Dataset rows —
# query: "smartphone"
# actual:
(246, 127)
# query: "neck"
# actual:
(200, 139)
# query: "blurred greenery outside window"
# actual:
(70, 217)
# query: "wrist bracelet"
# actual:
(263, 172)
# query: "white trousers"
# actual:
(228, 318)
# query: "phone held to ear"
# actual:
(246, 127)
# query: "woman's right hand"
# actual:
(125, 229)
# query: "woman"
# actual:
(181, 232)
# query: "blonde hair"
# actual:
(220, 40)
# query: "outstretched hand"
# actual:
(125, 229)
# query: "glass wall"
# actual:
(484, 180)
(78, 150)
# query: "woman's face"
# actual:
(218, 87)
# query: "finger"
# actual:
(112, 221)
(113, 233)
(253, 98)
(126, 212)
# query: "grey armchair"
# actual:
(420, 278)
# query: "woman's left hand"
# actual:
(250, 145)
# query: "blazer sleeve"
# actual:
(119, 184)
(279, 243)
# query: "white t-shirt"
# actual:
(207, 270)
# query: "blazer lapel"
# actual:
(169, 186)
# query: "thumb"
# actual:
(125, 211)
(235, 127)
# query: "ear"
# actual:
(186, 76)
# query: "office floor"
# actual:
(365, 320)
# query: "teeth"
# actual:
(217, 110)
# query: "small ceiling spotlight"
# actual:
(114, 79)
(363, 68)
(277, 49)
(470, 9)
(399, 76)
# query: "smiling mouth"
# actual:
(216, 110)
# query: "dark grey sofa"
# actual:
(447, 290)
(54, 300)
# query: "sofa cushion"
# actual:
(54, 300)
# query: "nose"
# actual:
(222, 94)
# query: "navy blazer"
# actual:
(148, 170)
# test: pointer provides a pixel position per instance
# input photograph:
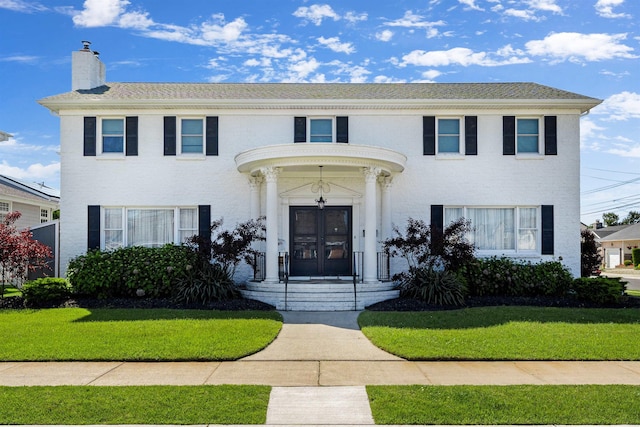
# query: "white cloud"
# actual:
(577, 47)
(604, 8)
(316, 13)
(457, 56)
(354, 17)
(470, 5)
(621, 106)
(33, 172)
(384, 36)
(100, 13)
(22, 6)
(334, 44)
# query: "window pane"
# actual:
(191, 127)
(113, 127)
(448, 127)
(321, 130)
(494, 228)
(149, 227)
(448, 144)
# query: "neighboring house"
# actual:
(36, 202)
(619, 244)
(151, 163)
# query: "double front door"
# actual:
(320, 241)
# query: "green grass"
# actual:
(134, 405)
(491, 405)
(134, 334)
(507, 333)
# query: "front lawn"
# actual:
(192, 405)
(68, 334)
(507, 333)
(515, 405)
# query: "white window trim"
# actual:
(333, 128)
(532, 155)
(461, 147)
(190, 156)
(100, 147)
(124, 210)
(537, 252)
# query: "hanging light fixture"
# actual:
(321, 201)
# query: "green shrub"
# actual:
(44, 291)
(509, 277)
(600, 290)
(129, 272)
(439, 287)
(204, 283)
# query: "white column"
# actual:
(386, 182)
(254, 186)
(271, 262)
(370, 258)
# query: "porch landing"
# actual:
(320, 294)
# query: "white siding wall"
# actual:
(488, 179)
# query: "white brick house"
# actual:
(150, 163)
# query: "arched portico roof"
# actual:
(326, 154)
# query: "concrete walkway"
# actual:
(318, 367)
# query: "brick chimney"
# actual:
(87, 71)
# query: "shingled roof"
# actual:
(299, 92)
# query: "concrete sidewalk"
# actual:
(318, 367)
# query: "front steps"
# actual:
(311, 294)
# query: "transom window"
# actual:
(150, 227)
(321, 130)
(500, 229)
(527, 135)
(113, 135)
(192, 136)
(448, 135)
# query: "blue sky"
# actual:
(591, 47)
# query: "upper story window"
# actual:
(321, 129)
(448, 135)
(113, 136)
(44, 215)
(527, 135)
(4, 210)
(191, 136)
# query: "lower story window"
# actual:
(500, 229)
(150, 227)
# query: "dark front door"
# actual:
(320, 241)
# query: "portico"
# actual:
(359, 183)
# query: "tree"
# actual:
(610, 219)
(19, 252)
(590, 259)
(633, 217)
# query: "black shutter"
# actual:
(90, 136)
(212, 136)
(300, 129)
(131, 136)
(170, 136)
(93, 227)
(550, 136)
(471, 135)
(342, 129)
(437, 228)
(547, 229)
(204, 229)
(509, 135)
(429, 135)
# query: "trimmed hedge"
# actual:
(133, 271)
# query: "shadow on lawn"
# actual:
(483, 317)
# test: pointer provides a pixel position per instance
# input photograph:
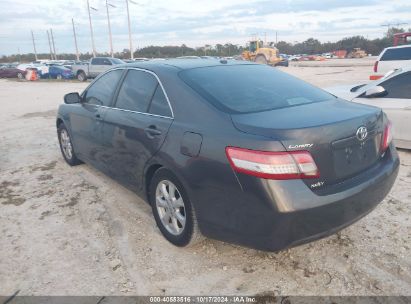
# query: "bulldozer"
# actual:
(357, 53)
(259, 53)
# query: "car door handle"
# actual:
(152, 131)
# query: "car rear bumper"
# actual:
(284, 214)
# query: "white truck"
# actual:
(94, 67)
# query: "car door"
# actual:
(86, 117)
(396, 104)
(135, 128)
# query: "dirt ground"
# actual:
(74, 231)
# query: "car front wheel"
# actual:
(173, 210)
(66, 146)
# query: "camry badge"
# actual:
(361, 133)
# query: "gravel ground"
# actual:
(74, 231)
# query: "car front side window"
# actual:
(398, 86)
(102, 90)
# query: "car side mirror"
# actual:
(376, 91)
(71, 98)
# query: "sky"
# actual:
(190, 22)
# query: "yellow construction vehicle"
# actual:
(259, 53)
(357, 53)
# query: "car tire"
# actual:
(260, 59)
(81, 76)
(66, 146)
(169, 213)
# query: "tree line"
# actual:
(309, 46)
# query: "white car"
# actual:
(392, 93)
(391, 58)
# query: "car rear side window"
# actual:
(250, 88)
(398, 86)
(136, 91)
(403, 53)
(102, 90)
(159, 104)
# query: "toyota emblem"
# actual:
(361, 133)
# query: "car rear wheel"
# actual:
(173, 210)
(66, 146)
(81, 76)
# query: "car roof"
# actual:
(184, 64)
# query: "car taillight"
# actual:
(386, 137)
(273, 165)
(376, 66)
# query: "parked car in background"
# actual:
(238, 151)
(392, 93)
(393, 58)
(284, 60)
(58, 72)
(94, 67)
(8, 72)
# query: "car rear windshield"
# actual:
(251, 88)
(403, 53)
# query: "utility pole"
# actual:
(54, 46)
(109, 29)
(91, 29)
(51, 51)
(34, 45)
(129, 32)
(75, 40)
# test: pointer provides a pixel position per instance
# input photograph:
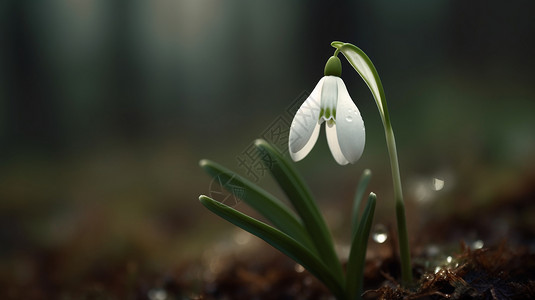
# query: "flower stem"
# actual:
(364, 66)
(406, 271)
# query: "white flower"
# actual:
(329, 102)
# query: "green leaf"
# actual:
(361, 188)
(357, 255)
(364, 66)
(280, 241)
(303, 202)
(263, 202)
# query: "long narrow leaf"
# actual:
(263, 202)
(280, 241)
(357, 255)
(303, 202)
(361, 188)
(364, 66)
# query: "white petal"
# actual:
(332, 140)
(349, 126)
(305, 126)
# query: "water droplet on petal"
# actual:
(157, 294)
(299, 268)
(478, 244)
(380, 234)
(438, 184)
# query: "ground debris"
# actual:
(491, 273)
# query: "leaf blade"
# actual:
(357, 255)
(278, 240)
(301, 198)
(260, 200)
(359, 193)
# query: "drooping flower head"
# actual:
(329, 102)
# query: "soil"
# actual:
(501, 269)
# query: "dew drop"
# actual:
(380, 235)
(478, 244)
(438, 184)
(157, 294)
(299, 268)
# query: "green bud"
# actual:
(333, 67)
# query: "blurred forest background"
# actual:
(107, 106)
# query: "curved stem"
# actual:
(405, 257)
(365, 68)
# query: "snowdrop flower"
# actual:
(329, 102)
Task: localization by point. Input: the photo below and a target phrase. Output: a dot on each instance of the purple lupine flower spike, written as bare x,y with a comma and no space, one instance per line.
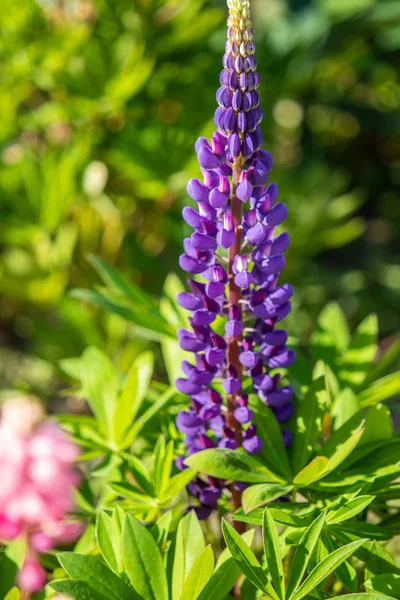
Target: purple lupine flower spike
235,250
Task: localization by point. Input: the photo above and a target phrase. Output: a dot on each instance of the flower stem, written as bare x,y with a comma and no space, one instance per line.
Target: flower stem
235,296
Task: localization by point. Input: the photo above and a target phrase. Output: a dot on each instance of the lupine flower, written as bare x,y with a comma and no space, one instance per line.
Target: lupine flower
38,481
235,250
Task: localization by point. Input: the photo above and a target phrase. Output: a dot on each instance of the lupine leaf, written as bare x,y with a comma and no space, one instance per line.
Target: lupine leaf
345,572
361,353
79,590
324,568
199,575
143,561
96,575
380,390
262,493
232,465
272,552
332,320
246,561
349,509
361,529
132,395
189,544
225,575
158,405
100,384
13,594
178,482
273,451
303,554
161,528
312,472
104,538
345,406
389,583
308,424
373,596
11,562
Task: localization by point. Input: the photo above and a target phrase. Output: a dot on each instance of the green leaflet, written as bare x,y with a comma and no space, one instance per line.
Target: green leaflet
101,581
308,419
100,385
143,561
389,583
303,554
132,395
262,493
246,561
199,575
189,544
360,354
324,568
232,465
272,552
225,575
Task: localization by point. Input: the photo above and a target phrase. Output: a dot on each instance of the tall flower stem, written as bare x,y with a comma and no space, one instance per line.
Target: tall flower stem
235,295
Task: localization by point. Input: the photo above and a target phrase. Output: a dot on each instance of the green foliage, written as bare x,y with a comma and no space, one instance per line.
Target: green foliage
101,103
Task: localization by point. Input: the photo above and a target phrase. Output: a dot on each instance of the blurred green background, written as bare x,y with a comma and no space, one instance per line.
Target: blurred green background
101,102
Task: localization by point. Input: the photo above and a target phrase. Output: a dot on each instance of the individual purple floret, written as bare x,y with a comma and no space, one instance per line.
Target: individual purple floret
235,250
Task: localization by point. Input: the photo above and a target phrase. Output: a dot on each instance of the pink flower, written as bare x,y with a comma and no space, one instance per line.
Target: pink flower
32,577
39,477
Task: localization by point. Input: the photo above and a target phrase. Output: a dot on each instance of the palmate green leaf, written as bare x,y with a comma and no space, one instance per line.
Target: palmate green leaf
178,482
162,459
177,317
161,528
349,509
283,517
333,322
78,590
102,582
145,324
360,529
100,385
345,406
157,406
389,583
232,465
199,575
272,552
143,561
321,466
380,390
13,594
273,452
11,562
303,554
262,493
246,561
142,306
312,472
140,473
345,572
225,575
324,568
308,419
360,354
106,542
188,545
126,490
132,395
373,596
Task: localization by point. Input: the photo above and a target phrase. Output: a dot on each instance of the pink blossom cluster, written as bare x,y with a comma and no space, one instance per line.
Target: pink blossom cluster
38,478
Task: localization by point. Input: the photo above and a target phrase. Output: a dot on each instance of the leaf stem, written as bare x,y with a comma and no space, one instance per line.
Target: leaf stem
235,297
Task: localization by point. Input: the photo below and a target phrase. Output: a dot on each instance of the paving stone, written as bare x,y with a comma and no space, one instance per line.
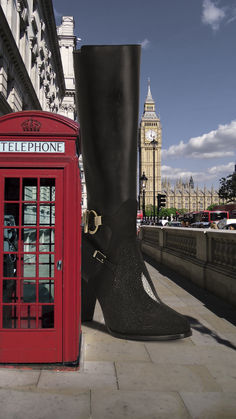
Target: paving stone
116,350
18,378
77,381
218,323
225,375
23,405
164,377
197,355
210,405
137,405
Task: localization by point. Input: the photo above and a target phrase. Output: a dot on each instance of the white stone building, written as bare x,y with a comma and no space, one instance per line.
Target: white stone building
31,72
183,194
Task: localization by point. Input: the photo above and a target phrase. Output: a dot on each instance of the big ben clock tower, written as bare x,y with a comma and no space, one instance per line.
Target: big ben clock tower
150,140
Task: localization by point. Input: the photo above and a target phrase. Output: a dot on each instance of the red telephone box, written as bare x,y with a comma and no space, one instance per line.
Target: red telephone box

Work required —
Leave out every picture and copy verbatim the lines running from the line containing "of the leaf" through the final line of the data.

Expected output —
Task: localization by point. Input: the photo above and a target phrase. Output: a dot on each instance of the leaf stem, written as bare x,y with a comma and no space, one instance per line.
Target: leaf stem
235,297
Task: localization by point. Input: the photo below and a target phrase. Output: a dot on each instance of the paving stone, written as bare x,y with a comma and no space, one instance per line.
Target: paving stone
116,350
18,378
77,381
218,323
225,375
23,405
164,377
197,355
210,405
137,405
Task: localization by point. Input: the photo above and a target phrase. Output: a dot on each instance of the white stone building, written as bare x,y with a comma and no space, one instance per line.
Target: white stone building
31,72
183,194
Task: localization by point. Input: the photo above and a target phrase. Output: a dot on each instance of the big ben clock tower, written as bare x,y with a comma and no space, one instance per line.
Target: big ben clock tower
150,140
Task: localization by point. Input: the photo above and a target phrase. Output: a dot on each instance of the red telephone box, written as bare x,y with a comma and no space, one instance per line.
Target: red telephone box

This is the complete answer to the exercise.